■ **TASK ITEM**
Let the answer be the lines from the one with "Your task: point to each instance of the orange" to the end of the entries, copied exactly with both boundary lines kept.

■ **DATASET ENTRIES**
=====

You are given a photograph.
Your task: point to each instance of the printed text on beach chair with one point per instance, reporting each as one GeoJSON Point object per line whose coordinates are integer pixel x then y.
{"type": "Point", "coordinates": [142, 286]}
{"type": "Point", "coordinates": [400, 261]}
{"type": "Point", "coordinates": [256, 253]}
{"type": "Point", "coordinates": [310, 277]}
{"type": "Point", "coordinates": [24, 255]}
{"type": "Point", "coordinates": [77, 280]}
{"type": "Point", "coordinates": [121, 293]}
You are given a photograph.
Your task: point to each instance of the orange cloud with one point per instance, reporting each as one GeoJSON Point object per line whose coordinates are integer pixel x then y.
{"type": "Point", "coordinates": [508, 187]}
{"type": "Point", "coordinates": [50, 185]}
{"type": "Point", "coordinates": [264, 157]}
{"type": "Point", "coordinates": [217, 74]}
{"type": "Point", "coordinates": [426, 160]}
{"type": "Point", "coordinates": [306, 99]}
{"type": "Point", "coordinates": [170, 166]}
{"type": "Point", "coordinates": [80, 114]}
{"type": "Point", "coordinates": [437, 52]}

=====

■ **RESULT OF THE EXERCISE**
Your task: point to each instance of the orange cloud with one point per instance, reporting each as one GeoJSON Point object per line whose coordinates are integer pixel x then y.
{"type": "Point", "coordinates": [508, 187]}
{"type": "Point", "coordinates": [50, 185]}
{"type": "Point", "coordinates": [264, 157]}
{"type": "Point", "coordinates": [217, 74]}
{"type": "Point", "coordinates": [426, 160]}
{"type": "Point", "coordinates": [306, 99]}
{"type": "Point", "coordinates": [170, 166]}
{"type": "Point", "coordinates": [80, 114]}
{"type": "Point", "coordinates": [437, 52]}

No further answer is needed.